WORK TASK: In the records below, find every line that contains "above" and list it.

Records excerpted from a collection
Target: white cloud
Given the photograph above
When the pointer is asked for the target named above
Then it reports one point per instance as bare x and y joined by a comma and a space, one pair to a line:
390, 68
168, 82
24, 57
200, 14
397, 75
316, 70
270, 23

COMPLETED TASK:
Given the photograph above
When the pointer is asked for the target named above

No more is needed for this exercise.